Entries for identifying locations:

-- -- --

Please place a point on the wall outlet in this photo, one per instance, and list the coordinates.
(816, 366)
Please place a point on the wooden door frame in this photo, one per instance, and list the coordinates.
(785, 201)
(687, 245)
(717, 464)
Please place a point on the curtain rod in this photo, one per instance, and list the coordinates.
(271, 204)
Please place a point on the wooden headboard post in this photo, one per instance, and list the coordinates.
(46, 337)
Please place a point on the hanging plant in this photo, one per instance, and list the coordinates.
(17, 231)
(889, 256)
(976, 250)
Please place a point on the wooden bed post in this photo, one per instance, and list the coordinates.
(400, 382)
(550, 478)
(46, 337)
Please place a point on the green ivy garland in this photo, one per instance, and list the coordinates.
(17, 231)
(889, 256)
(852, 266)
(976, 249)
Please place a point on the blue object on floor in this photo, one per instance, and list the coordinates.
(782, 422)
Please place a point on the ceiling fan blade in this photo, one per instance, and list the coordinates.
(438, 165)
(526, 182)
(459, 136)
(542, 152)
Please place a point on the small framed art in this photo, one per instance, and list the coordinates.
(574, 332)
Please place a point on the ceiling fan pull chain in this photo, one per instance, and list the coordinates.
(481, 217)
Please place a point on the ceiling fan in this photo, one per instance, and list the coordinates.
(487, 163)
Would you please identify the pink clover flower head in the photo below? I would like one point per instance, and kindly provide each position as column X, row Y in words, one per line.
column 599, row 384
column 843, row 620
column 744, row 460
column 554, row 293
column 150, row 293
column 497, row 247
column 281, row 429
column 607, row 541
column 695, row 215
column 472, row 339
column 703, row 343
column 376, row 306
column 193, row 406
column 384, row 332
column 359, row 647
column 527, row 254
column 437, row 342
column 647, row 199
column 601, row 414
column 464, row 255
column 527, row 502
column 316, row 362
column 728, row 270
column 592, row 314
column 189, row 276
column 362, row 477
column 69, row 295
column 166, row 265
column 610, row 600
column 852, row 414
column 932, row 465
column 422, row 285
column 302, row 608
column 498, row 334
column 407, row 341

-- -- --

• _Work instructions_:
Reproduce the lines of the entries above, starting with the line that contains "Would you please" and going on through the line that contains "column 728, row 270". Include both of those lines.

• _Task solution_:
Would you please identify the pink clover flower head in the photo below? I would like one point per instance, and kindly provide each position as column X, row Y in words, one per line.
column 599, row 384
column 843, row 620
column 744, row 460
column 554, row 293
column 150, row 293
column 497, row 247
column 281, row 429
column 607, row 541
column 695, row 215
column 472, row 339
column 703, row 343
column 376, row 306
column 193, row 406
column 384, row 332
column 359, row 647
column 527, row 254
column 437, row 342
column 647, row 199
column 601, row 414
column 464, row 255
column 527, row 502
column 316, row 362
column 728, row 270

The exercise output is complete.